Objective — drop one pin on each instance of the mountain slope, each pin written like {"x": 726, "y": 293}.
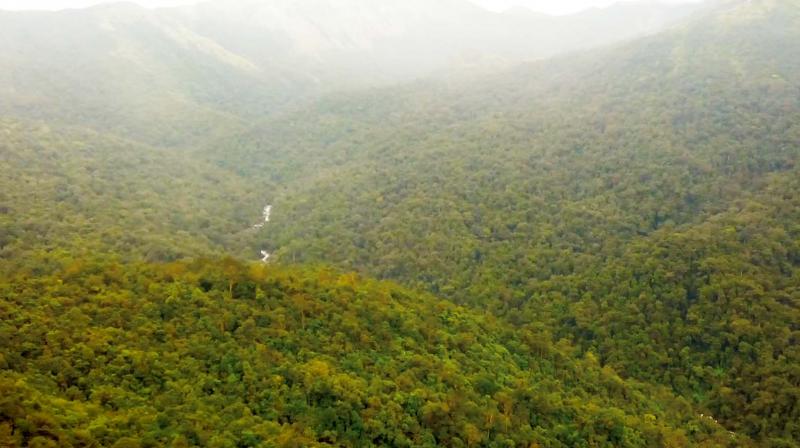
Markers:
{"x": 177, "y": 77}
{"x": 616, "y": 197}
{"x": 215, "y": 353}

----

_EXERCISE REQUIREMENTS_.
Return the entries unchanged, save for the pictures, which do not belong in the copy.

_EXERCISE ANSWER_.
Objective — drop one pin on each instance of the mountain slope, each pin written like {"x": 726, "y": 293}.
Markers:
{"x": 177, "y": 77}
{"x": 616, "y": 197}
{"x": 215, "y": 353}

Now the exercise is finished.